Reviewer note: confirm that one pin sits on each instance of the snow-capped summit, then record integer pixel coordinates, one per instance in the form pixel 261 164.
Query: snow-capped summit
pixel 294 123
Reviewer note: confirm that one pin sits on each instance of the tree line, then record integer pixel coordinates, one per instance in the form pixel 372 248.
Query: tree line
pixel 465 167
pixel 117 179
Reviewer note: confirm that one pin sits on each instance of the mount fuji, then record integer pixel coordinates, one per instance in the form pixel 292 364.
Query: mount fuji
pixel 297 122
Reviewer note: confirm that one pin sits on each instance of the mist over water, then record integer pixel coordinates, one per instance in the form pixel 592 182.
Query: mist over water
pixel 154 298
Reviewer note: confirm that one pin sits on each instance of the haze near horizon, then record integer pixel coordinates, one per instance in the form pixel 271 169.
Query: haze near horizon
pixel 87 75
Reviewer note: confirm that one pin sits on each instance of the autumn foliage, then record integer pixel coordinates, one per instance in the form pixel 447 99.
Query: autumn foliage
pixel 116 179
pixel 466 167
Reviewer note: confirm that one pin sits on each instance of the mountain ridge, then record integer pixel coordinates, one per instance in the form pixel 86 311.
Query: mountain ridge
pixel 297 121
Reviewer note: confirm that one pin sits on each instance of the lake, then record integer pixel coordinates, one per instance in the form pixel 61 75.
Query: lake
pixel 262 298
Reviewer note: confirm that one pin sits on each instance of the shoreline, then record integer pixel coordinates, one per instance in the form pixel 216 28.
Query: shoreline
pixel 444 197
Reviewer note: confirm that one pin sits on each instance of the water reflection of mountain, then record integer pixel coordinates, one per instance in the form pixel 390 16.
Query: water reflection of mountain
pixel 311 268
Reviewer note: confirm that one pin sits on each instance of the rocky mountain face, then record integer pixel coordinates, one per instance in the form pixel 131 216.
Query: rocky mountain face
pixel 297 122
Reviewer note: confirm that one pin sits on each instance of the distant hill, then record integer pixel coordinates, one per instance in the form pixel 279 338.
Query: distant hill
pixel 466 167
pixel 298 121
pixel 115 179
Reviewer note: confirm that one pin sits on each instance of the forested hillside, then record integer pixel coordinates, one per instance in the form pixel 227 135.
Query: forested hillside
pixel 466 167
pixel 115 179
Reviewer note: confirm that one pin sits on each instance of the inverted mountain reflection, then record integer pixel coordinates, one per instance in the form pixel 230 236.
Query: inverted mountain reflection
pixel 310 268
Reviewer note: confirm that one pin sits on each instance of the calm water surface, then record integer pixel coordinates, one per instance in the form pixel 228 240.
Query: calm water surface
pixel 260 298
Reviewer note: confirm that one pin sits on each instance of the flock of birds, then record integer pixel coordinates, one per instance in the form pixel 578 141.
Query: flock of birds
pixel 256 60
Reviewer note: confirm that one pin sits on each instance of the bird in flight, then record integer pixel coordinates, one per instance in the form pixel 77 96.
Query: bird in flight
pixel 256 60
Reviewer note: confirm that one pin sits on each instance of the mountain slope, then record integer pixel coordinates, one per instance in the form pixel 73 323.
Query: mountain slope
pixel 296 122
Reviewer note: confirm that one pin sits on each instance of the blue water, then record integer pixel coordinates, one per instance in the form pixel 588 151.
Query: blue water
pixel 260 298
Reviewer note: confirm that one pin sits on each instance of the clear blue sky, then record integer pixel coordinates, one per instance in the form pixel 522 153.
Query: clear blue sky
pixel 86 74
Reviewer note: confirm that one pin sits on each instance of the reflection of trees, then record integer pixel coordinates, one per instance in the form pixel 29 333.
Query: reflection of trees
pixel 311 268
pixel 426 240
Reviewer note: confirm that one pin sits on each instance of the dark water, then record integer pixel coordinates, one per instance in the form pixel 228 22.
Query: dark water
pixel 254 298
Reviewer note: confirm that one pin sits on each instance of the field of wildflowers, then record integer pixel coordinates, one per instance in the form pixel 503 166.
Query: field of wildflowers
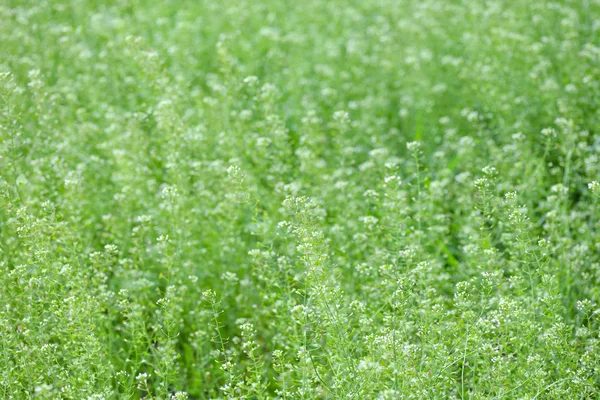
pixel 262 199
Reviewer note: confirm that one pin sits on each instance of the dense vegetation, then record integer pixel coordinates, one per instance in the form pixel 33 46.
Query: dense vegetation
pixel 253 199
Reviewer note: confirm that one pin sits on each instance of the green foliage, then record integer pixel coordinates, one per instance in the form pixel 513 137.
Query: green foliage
pixel 261 199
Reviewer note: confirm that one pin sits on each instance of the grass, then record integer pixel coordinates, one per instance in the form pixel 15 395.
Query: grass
pixel 299 200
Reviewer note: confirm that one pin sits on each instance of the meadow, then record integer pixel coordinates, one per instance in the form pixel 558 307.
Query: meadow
pixel 323 199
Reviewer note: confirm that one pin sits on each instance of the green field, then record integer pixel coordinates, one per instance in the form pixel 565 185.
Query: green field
pixel 322 199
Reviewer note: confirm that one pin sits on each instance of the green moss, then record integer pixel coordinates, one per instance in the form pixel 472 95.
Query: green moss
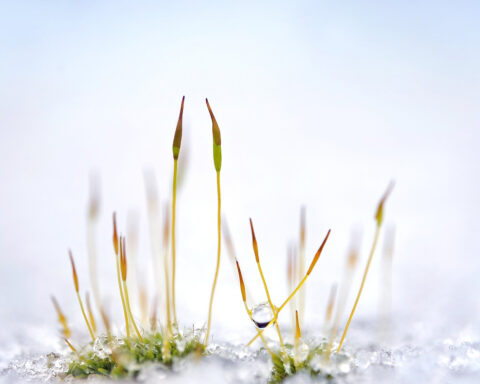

WRITTEN PROBLEM: Write out all of these lines again, changing every "Reviewer note" to "Annotator note" and keeping everything else the same. Omit the pictures from your answer.

RIGHT ANSWER:
Annotator note: confirm that one pin sits on each instance of the snow-capped summit, then record integer pixel coordinates, one per instance in the form pixel 261 164.
Query: snow-capped summit
pixel 294 123
Annotator note: confirm that one pin sits on each instance of the tree line, then record integer pixel coordinates, one per instance in the form pixel 372 248.
Query: tree line
pixel 465 167
pixel 117 179
Annotator note: confirm that one pin sits on each instance of the mount fuji, then record integer pixel coordinates, one per instance in the form pixel 292 364.
Query: mount fuji
pixel 297 122
Annotator note: confirm that one pin sits on each instance of the mist over water, then record integer pixel coordinates, one per instance in the form pixel 592 182.
Query: mist over water
pixel 154 298
Annotator note: confirm that one pin sits on each instance of the haze near horizon, then record integer pixel coordinates, one per instance in the form pixel 271 169.
Query: haze near horizon
pixel 87 75
Annotator note: confirm that one pin sits on each instance of the autumn foliage, then record integer pixel coordinates, one per instance in the form pixel 447 99.
Query: autumn foliage
pixel 116 179
pixel 466 167
Annotator note: confirm that one pin sits on each instance of the mountain ridge, then record integer pixel coordinates, one per instance in the form pixel 86 311.
Query: mountain ridge
pixel 297 121
Annotator note: confirm that one pin sits on each instance of the lake, then record integer pixel coordinates, one per instance in the form pixel 61 75.
Query: lake
pixel 262 298
Annotator note: confirm that one pin sits on each instance of the shoreline, then record integer pixel coordinates, one per instance in the form pixel 216 28.
Query: shoreline
pixel 444 197
Annotator note: confirm that one pin sits on each instance of the water reflection of mountain, then record integer pixel coordinates, one per instance in the form pixel 390 16.
Query: water reflection of mountain
pixel 311 268
Annotator note: confirm that one pin sits on each instance of the rocky mountain face, then record integer pixel coordinates, one per instance in the form pixel 131 216.
Query: rocky mountain face
pixel 297 122
Annotator note: confirm that one pin sits on each instance of the distant hill, then record integer pixel coordinates, one per instance in the form pixel 279 338.
Query: distant hill
pixel 466 167
pixel 298 121
pixel 115 179
Annotator note: confirm that one pin sits on each instance of the forested hillside, then record integer pixel coordinates, one per instance in the form pixel 227 135.
Query: forested hillside
pixel 466 167
pixel 115 179
Annotator note: confirm that one pin sits on each instance of the inverted mountain reflection, then record integer pixel coordinates, one per instance in the form pixel 230 236.
Query: inverted mountain reflection
pixel 310 268
Annotator note: confirm that one pin sits on each instance of the calm water surface, then record integer pixel coordinates, one per instance in the form pixel 228 240.
Query: calm water surface
pixel 260 298
Annotator note: confirm that one pin sits on each instance of the flock of birds, then record integer pixel coordinates, one per instance in the form pixel 578 141.
Query: flock of birds
pixel 256 60
Annotator note: confirm that one pin sits on each instance of the bird in flight, then record integer pixel coordinates, one per instance in the form pixel 77 96.
Query: bird in flight
pixel 256 60
Annotator note: confirm that one pin sits on each instance of the mountain slope, then record integer pixel coordinates, one per instance in the form pixel 73 323.
Query: mountain slope
pixel 296 122
Annotator note: confirm that one pin sits on each instance of the blue water, then record integer pixel coordinates, one per instance in the form pixel 588 151.
Query: blue water
pixel 260 298
Annotator note: confirm that one pin sits on each instance of the clear blue sky, then record integer pixel coordinates, one per instance in the form pixel 522 153.
Query: clear blue sky
pixel 86 74
Annotator note: confirm that one pin sits on each instance of the reflection of trees, then record integer pixel coordinates, one per instance in the form pixel 29 333.
Query: reflection of trees
pixel 311 268
pixel 426 240
Annotator note: confirm that one pin sits on each instance of the dark water, then record integer pixel coordinates, one per instance in the form pixel 228 22.
Query: dark water
pixel 254 298
Annotator note: confirm that one pin sits on each instance of the field of wildflowers, then record integer pixel coordinates, one per instance in the form pixel 503 166.
Query: field of wildflowers
pixel 262 199
Annotator note: confirm that one pin sits on each instance of the dense vegetation, then record integer pixel coordinates, one per instance in the form pixel 33 46.
Query: dense vegetation
pixel 253 199
Annotator note: confirm that one pin sits on each instance of the green foliage, then record integer pixel coordinates, one per instance in the form pixel 513 137.
Query: green foliage
pixel 261 199
Annotator note: confirm that one pin sits on each instance of the grass, then record integer pixel coordinates, one per instance in the form pixel 15 395.
Query: grass
pixel 299 200
Annotator note: confirm that one pin sits on each instance of the meadow, then record integer pixel coordinates, one per instance in the form pixel 558 307.
Query: meadow
pixel 323 199
Annotator note: confirm that one pin sits on each instance of the green field, then record integer pixel coordinates, one per instance in the form pixel 565 185.
Query: green field
pixel 322 199
Annotator note: confirm that one pin sits on each instance of the green moss, then record integer pixel coordinates, one per instance in the form pixel 472 95.
Query: green moss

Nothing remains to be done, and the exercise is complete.